[Start of section]

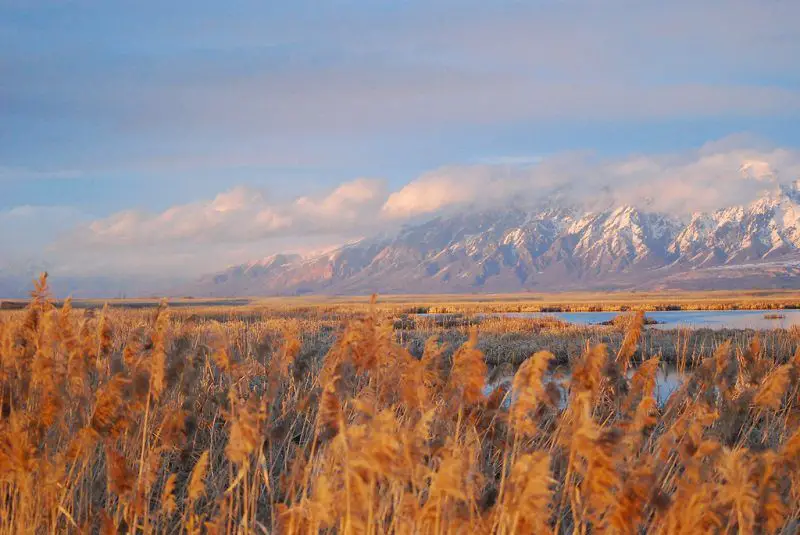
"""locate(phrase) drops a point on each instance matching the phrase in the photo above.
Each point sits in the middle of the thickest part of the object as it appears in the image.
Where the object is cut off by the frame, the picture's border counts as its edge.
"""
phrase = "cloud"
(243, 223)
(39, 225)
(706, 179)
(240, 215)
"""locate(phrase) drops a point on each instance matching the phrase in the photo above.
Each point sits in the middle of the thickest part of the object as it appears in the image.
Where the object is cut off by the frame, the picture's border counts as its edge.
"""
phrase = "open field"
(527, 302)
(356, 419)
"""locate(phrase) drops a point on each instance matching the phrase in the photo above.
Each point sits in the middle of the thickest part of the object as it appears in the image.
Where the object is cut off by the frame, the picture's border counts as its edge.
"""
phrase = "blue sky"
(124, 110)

[End of section]
[Start of section]

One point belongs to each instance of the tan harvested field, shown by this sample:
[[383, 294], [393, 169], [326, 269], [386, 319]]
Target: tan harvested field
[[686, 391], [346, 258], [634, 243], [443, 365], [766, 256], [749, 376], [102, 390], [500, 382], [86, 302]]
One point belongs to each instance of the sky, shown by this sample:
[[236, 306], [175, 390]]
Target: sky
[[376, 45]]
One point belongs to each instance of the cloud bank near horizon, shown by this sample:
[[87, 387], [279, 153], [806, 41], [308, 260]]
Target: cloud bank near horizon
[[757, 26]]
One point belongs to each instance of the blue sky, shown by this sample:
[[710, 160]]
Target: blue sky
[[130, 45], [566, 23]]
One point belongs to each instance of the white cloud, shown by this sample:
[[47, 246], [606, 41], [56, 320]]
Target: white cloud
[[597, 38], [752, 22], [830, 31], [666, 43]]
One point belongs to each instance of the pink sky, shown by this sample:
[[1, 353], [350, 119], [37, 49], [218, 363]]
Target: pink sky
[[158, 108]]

[End of section]

» **Directions**:
Report every line of the records that contains the word "shown".

» **Answer to the exercise**:
One point belongs to each instance of the tan harvested field, shown by this sample:
One point belongs to each instance of the sky, shown by this sample:
One point belongs to each instance of the cloud bank near horizon, shown by this sample:
One point belongs to each instance of the blue sky, shown by this sample:
One point belongs to each instance of the white cloud, shown by this sample:
One point belongs to each instance of the pink sky, shown by this sample:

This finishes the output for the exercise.